* _Data supplied_
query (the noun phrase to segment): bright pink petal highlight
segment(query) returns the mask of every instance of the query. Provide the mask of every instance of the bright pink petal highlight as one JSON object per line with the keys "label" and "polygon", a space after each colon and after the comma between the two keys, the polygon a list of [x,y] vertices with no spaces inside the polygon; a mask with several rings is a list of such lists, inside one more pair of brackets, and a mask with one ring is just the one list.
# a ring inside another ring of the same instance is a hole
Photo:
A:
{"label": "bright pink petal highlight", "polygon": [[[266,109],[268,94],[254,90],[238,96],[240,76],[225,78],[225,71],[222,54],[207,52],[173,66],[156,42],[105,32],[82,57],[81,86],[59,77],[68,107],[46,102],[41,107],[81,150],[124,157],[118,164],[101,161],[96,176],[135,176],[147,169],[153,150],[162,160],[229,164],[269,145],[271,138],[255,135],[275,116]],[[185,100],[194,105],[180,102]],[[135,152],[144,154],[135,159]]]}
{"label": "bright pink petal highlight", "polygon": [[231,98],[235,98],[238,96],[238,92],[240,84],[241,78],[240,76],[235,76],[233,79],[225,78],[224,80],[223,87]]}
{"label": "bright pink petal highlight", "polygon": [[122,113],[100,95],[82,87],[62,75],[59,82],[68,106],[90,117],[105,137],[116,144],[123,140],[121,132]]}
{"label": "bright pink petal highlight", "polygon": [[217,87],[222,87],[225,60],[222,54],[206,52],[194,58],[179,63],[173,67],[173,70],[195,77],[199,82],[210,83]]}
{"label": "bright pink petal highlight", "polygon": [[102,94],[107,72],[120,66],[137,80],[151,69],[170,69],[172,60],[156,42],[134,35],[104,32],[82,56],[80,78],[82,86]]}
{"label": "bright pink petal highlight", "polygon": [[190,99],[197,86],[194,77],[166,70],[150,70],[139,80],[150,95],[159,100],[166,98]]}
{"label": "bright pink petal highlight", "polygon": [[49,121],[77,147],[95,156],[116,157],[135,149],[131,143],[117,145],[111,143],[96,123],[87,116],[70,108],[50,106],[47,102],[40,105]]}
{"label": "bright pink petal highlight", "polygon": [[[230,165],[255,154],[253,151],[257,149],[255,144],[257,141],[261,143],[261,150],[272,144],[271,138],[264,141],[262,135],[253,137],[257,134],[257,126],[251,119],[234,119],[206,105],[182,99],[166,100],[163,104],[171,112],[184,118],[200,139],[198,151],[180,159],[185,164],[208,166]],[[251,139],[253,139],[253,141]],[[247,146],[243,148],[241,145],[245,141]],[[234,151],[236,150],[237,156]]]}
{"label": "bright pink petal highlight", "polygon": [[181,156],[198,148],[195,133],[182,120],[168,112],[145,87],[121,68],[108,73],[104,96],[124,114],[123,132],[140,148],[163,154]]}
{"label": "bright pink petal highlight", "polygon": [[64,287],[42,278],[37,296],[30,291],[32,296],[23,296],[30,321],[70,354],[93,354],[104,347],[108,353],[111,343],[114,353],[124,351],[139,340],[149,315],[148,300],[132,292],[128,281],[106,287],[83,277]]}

* _Exercise aim_
Count the lines of the data above that contain the string "query", with case counting, and reply with only that number.

* _Output below_
2